MCement announced an acquisition of twelve subsidiary companies owned by YTL Cement Berhad for a consideration sum of RM5.2bn. Purchase consideration will be satisfied via cash, issuance of shares and ICPS (Fig 1). Post-exercise, YTL Cement’s stake in MCement should rise from 76.98% to 78.58%. Thereafter, MCement would apply for lower public shareholding spread of 20%. Transaction is conditional upon MCement’s completion of placement announced earlier and shareholders’ approval. Completion is targeted by 3QCY21.

HLIB’s VIEW

Under one roof. We are long term positive on this deal given that it allows YTL to consolidate its cement and ready-mixed concrete operations under MCement. Chief among the assets to be acquired are three integrated cement plants held under Pahang Cement, Perak-Hanjoong and Straits Cement. Post-exercise, MCement would command an estimated 60-65% of cement production in Peninsular Malaysia. This, in our view would facilitate further extraction of synergies through rationalisation and streamlining of operations by removing cost duplication, enhancing economies of scale as well as aid strategy synchronisation. Additionally, we see minimal integration hiccups given similar business. Perhaps, a significant reduction in recurrent RPTs between YTL Cement and MCement would also pique market interest.

Consideration. The purchase price of RM5.2bn would be satisfied by: (1) cash of RM2bn; (2) issuance of 376m MCement shares at RM3.75; 34% premium to last closing price and (3) issuance of 467m of ICPS at RM3.75. Recall that in 2019, YTL Cement bought a 76.98% stake in MCement at RM3.75 per share. Potential further dilution from conversion of ICPS seems remote given that: (1) violates MCement’s public shareholding spread and (2) is out of the money. Hence, apart from rights to dividends the ICPS bears little economic value. The purchase price implies an estimated trailing CY20 P/E of 22x and P/B of 2.9x (as at Dec-20) coinciding with MCement’s P/B trading range from 2013-16 (last profitable 2016). Note that target assets have been profitable throughout their operating history.

Financial implications. Based on our estimates, the transaction would ultimately increase our FY22f EPS forecasts for MCement by 15.7% with no ICPS conversion (Fig 4). Note that we have conservatively assumed acquiree companies achieve similar performance with FY20 (Fig 3). Post-acquisition, gearing could increase to 0.73x mainly due to debt undertaking meant to suffice its cash purchase portion. In terms of dilution, a 10% stake would be reduced to 6.5% assuming no ICPS conversion.

Forecast. Unchanged pending completion of placement acquisition exercises.
—————
▶ Given request:
For each statement, answer yes or no according to whether it agrees with the note above on MCement's acquisition of twelve YTL Cement subsidiaries, and quote the words from the note that decide it. (a) Part of the purchase price is to be paid in cash of RM2bn. (b) Completion of the transaction is targeted by 4QCY21. (c) The forecasts for MCement have been revised upward.

▶ Source excerpt:
—————
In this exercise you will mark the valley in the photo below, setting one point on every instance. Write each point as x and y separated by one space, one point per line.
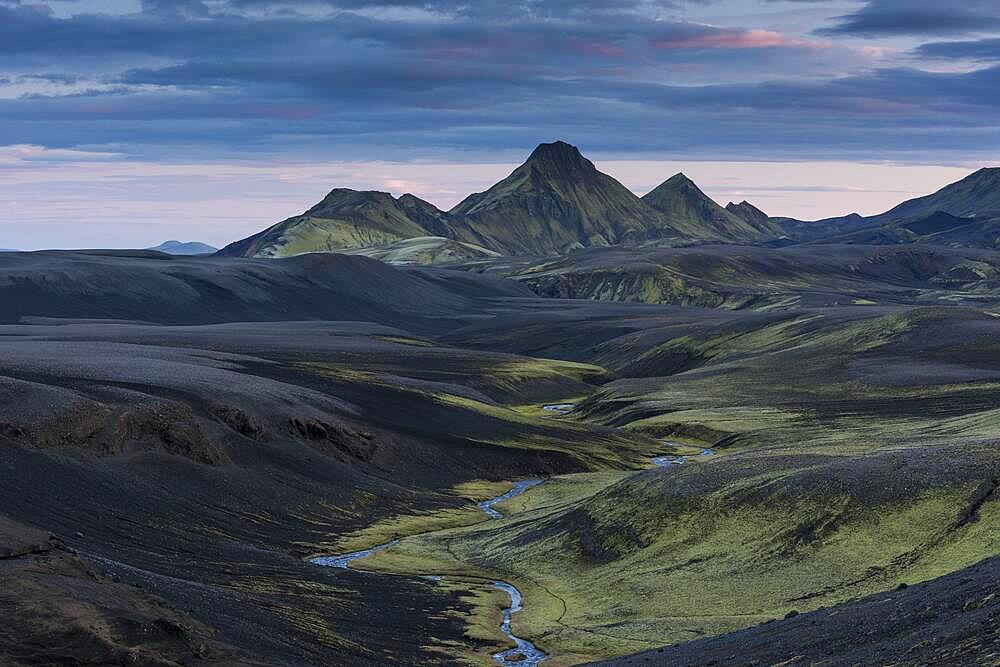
—————
▶ Solution:
(a) Yes: "cash of RM2bn"
(b) No: "Completion is targeted by 3QCY21."
(c) No: "Unchanged pending completion of placement acquisition exercises."